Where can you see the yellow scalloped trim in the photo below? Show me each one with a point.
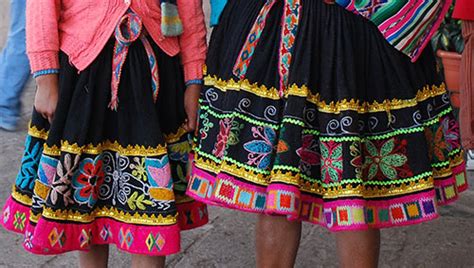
(135, 218)
(315, 188)
(161, 194)
(33, 131)
(331, 107)
(136, 150)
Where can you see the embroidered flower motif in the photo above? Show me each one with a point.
(118, 182)
(357, 159)
(87, 181)
(331, 161)
(309, 153)
(282, 146)
(260, 150)
(229, 131)
(60, 186)
(139, 169)
(206, 125)
(384, 161)
(29, 164)
(451, 133)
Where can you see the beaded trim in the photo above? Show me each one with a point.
(45, 72)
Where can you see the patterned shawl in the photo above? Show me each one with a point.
(406, 24)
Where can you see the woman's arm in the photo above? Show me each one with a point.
(42, 45)
(193, 40)
(193, 55)
(42, 38)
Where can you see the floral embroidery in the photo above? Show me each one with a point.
(260, 150)
(357, 159)
(451, 133)
(179, 151)
(309, 153)
(206, 125)
(384, 161)
(229, 131)
(139, 170)
(26, 176)
(331, 161)
(61, 184)
(138, 201)
(87, 181)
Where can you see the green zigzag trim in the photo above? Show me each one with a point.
(239, 115)
(254, 169)
(311, 131)
(377, 183)
(455, 152)
(293, 121)
(438, 116)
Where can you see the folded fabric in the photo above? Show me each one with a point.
(407, 25)
(217, 6)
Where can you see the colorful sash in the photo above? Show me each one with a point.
(128, 31)
(291, 18)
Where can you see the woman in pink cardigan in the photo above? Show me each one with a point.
(105, 156)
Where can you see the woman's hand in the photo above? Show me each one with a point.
(46, 98)
(191, 104)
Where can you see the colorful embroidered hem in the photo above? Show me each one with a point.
(126, 200)
(332, 176)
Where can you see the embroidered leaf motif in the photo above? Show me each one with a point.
(138, 201)
(387, 161)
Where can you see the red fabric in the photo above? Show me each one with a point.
(467, 87)
(464, 9)
(81, 28)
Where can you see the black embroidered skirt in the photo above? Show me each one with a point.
(97, 176)
(359, 137)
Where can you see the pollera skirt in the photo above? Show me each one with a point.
(97, 176)
(360, 138)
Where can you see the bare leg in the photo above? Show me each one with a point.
(359, 248)
(97, 257)
(143, 261)
(277, 241)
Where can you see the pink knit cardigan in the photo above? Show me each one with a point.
(81, 28)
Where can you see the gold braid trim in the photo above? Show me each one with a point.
(135, 218)
(369, 191)
(331, 107)
(136, 150)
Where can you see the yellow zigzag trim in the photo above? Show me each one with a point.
(136, 150)
(33, 131)
(135, 218)
(331, 107)
(373, 191)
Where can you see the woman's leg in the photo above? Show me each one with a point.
(143, 261)
(97, 257)
(359, 248)
(277, 241)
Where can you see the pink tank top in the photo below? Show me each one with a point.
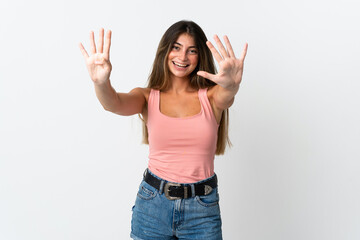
(181, 150)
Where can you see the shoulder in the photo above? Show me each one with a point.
(144, 92)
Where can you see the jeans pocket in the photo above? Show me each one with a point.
(209, 200)
(145, 192)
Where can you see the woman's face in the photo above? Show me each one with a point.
(183, 57)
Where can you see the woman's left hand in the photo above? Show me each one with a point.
(231, 68)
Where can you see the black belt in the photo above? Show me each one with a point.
(174, 191)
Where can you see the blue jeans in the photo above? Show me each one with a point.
(157, 218)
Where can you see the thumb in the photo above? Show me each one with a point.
(206, 75)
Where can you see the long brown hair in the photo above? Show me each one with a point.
(159, 77)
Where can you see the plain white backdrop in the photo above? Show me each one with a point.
(69, 170)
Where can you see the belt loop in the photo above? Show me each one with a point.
(145, 172)
(161, 186)
(192, 190)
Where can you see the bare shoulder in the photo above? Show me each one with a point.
(145, 92)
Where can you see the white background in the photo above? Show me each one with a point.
(70, 170)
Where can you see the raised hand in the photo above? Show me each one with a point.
(98, 63)
(230, 68)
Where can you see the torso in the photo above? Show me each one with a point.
(187, 105)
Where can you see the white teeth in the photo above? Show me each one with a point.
(179, 65)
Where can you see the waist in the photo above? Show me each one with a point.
(182, 170)
(174, 191)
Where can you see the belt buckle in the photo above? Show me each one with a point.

--- Directions for this task ---
Pull every line of text from the records above, word for word and in the same order, and leave the pictures out.

--- Solution ---
Where can you see the yellow scalloped trim in the photo below? Show me each one with a point.
(135, 218)
(315, 188)
(161, 194)
(33, 131)
(331, 107)
(136, 150)
Where can you see the embroidered flower motif in the photo above? Show me each one with a point.
(118, 182)
(357, 159)
(87, 181)
(331, 161)
(309, 153)
(282, 146)
(260, 150)
(229, 131)
(60, 186)
(139, 169)
(206, 125)
(384, 161)
(29, 164)
(451, 133)
Where can you see the beaded trim in the photo above? Show me each one with a point.
(45, 72)
Where can you see the patterned shawl in the photo above? Show me each one with a point.
(406, 24)
Where can you see the woman's arm in the photo above? Show me each one with a point.
(42, 45)
(193, 40)
(193, 55)
(42, 38)
Where can you see the floral embroidery in the photo above? Show me each one with a point.
(260, 150)
(357, 159)
(451, 133)
(179, 151)
(309, 153)
(206, 125)
(384, 161)
(229, 131)
(139, 170)
(26, 176)
(331, 161)
(61, 184)
(138, 201)
(87, 181)
Where can you see the green zigzag trim in the photo above? Show me each one with a point.
(239, 115)
(254, 169)
(311, 131)
(377, 183)
(455, 152)
(293, 121)
(438, 116)
Where can you see the folded fabric in the photo above? Show me each one with a point.
(407, 25)
(217, 6)
Where can you see the colorful sash in the photo above? Show me each one with a point.
(128, 31)
(291, 18)
Where can you see the woman in pink cardigan in the photo above? Show me each one with a point.
(105, 156)
Where can you see the woman's hand in the photo above? Show me each one with a point.
(46, 98)
(191, 104)
Where can you see the colorful embroidered hem in the photo above? Show me each one with a point.
(126, 200)
(332, 176)
Where can you see the embroidered leaf motif in the photo above? Show me each one with a point.
(138, 201)
(387, 161)
Where can you see the red fabric in the photo above? Show me each one with a point.
(467, 87)
(464, 9)
(81, 28)
Where can you see the black embroidered skirt in the photo above? Show me each one with a point.
(97, 176)
(359, 137)
Where can you see the pollera skirt in the photo above? Show me each one with a point.
(97, 176)
(360, 138)
Where can you see the bare leg in the photo above? Show me each one with a point.
(359, 248)
(97, 257)
(143, 261)
(277, 241)
Where can you see the pink knit cardigan in the photo above? Show me each one with a point.
(81, 28)
Where can you see the gold braid trim in the photo above? Show me each one with a point.
(135, 218)
(369, 191)
(331, 107)
(136, 150)
Where can you see the yellow zigzag trim in the photo above? Show me each one with a point.
(136, 150)
(33, 131)
(135, 218)
(331, 107)
(373, 191)
Where can you see the woman's leg in the photo above? Show me each one with a point.
(143, 261)
(97, 257)
(359, 248)
(277, 241)
Where can you see the pink tank top in the photo below? Show me each one with a point.
(181, 150)
Where can you see the shoulder in the photo above? Show me each one with a point.
(144, 92)
Where can you see the jeans pocket in the photo above? Show me each one with a point.
(209, 200)
(145, 192)
Where can you see the woman's face in the photo above? Show me each one with a point.
(183, 57)
Where can you see the woman's left hand in the photo above? Show me each one with a point.
(231, 68)
Where can you see the black belt in the photo above? Show me each one with a point.
(174, 191)
Where can you see the blue jeans in the photo above? Show me each one with a point.
(157, 218)
Where can you see the thumb in the photo above? Show me each one with a point.
(206, 75)
Where can you see the long brown hair in the photo above? Show me each one with a point.
(159, 77)
Where can you see the plain white backdrop in the photo above? Show me each one with a point.
(69, 170)
Where can you see the belt loop in the photo above? Show me each one with a point.
(145, 172)
(161, 186)
(192, 190)
Where can you see the bare shoulder in the photo above? Show me each one with a point.
(145, 92)
Where can you see the white background in the photo above? Show me each one with a point.
(70, 170)
Where can you see the raised hand in the photo above? Show me each one with a point.
(98, 63)
(230, 68)
Where can you see the torso in the photo above? Show me each one with a point.
(187, 105)
Where can you see the white teeth in the photo above? Show me each one with a point.
(179, 65)
Where can you see the waist in the photo above? Show me each one with a point.
(182, 170)
(174, 191)
Where can you see the belt buckle in the photo above? Show me each one with a point.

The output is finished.